*Task statement:*
Give every line of the items below as a Markdown table with two columns, Row and Line, numbering the rows and leaving out blank lines.

____________

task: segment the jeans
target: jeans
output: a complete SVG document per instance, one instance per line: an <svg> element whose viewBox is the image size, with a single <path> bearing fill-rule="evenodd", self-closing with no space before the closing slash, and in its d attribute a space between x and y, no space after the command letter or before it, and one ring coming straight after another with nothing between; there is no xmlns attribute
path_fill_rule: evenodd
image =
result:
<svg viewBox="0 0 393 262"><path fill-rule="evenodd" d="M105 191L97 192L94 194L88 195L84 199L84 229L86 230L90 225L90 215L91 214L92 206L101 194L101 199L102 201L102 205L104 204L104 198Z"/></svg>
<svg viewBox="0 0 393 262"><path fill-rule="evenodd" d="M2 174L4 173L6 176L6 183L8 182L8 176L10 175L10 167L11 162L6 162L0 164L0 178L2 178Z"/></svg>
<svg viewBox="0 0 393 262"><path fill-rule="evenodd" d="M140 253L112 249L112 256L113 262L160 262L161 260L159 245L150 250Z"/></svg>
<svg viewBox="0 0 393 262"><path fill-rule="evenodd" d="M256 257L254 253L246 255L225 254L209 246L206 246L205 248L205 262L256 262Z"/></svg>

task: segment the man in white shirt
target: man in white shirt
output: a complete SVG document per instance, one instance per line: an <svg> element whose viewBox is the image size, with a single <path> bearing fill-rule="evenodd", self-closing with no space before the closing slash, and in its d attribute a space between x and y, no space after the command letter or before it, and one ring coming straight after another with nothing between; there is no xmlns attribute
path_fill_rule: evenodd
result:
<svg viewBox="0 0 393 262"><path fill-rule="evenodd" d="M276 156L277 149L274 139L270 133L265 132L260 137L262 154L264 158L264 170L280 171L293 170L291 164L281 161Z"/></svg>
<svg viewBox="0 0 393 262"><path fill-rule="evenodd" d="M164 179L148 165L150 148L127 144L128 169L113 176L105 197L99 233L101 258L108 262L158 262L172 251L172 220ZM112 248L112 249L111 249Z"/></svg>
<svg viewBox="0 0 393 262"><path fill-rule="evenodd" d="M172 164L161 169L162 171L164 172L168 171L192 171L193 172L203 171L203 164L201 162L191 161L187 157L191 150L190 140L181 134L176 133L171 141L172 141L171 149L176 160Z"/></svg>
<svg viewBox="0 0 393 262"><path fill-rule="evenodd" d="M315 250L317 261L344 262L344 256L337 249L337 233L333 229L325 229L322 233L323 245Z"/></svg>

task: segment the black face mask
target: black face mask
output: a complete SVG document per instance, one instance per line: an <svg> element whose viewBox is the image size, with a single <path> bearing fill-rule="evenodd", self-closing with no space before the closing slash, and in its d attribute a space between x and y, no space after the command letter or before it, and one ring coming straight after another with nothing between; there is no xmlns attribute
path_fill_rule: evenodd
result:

____________

*Complete answer:*
| Row | Line |
|---|---|
| 1 | task: segment the jeans |
| 2 | target: jeans |
| 3 | output: a complete SVG document per instance, one instance per line: an <svg> element whose viewBox is the image size, with a single <path> bearing fill-rule="evenodd", self-closing with no space before the closing slash, and in its d attribute a space between x and y, no space after the command letter or before it, and one ring coming straight after another with nothing between; there is no xmlns attribute |
| 4 | path_fill_rule: evenodd |
| 5 | image = |
| 6 | result: |
| 7 | <svg viewBox="0 0 393 262"><path fill-rule="evenodd" d="M105 191L97 192L94 194L88 195L84 199L84 229L86 230L90 225L90 215L91 214L92 206L101 194L101 199L102 201L102 205L104 204L104 198Z"/></svg> |
| 8 | <svg viewBox="0 0 393 262"><path fill-rule="evenodd" d="M2 174L4 173L6 176L6 183L8 182L8 176L10 175L10 167L11 162L6 162L0 164L0 178L2 178Z"/></svg> |
| 9 | <svg viewBox="0 0 393 262"><path fill-rule="evenodd" d="M140 253L112 249L112 256L113 262L160 262L161 260L159 245L150 250Z"/></svg> |
| 10 | <svg viewBox="0 0 393 262"><path fill-rule="evenodd" d="M256 257L254 253L246 255L225 254L209 246L206 246L205 248L205 262L256 262Z"/></svg> |
| 11 | task: segment the man in white shirt |
| 12 | target: man in white shirt |
| 13 | output: a complete SVG document per instance, one instance per line: an <svg> element whose viewBox is the image size, with a single <path> bearing fill-rule="evenodd", self-closing with no space before the closing slash, and in its d attribute a space between x and y, no space after the command letter or before it, and one ring coming straight after another with nothing between; there is no xmlns attribute |
| 14 | path_fill_rule: evenodd |
| 15 | result: |
| 16 | <svg viewBox="0 0 393 262"><path fill-rule="evenodd" d="M276 156L277 149L274 139L270 133L265 132L260 137L262 154L264 158L264 170L280 171L293 170L291 164L281 161Z"/></svg> |
| 17 | <svg viewBox="0 0 393 262"><path fill-rule="evenodd" d="M164 179L148 165L150 148L127 144L128 169L113 176L105 197L99 233L101 258L108 262L158 262L172 251L172 220ZM112 248L112 249L111 249Z"/></svg> |
| 18 | <svg viewBox="0 0 393 262"><path fill-rule="evenodd" d="M172 164L161 169L162 171L164 172L168 171L192 171L193 172L203 171L203 164L201 162L191 161L187 157L191 150L190 140L181 134L176 133L171 141L172 141L171 149L176 160Z"/></svg> |
| 19 | <svg viewBox="0 0 393 262"><path fill-rule="evenodd" d="M315 250L317 261L344 262L344 256L337 249L337 233L333 229L325 229L322 233L323 245Z"/></svg> |
| 20 | task: segment the black face mask |
| 21 | target: black face mask |
| 22 | output: a complete SVG document per instance, one instance per line: an <svg> element whose viewBox is the image size, with a single <path> bearing fill-rule="evenodd", self-closing with no space before the closing slash, and in its d attribute a space between x and y, no space after the command letter or before it, and one ring coming straight after another with nothing between; there is no xmlns attribute |
| 23 | path_fill_rule: evenodd |
| 24 | result: |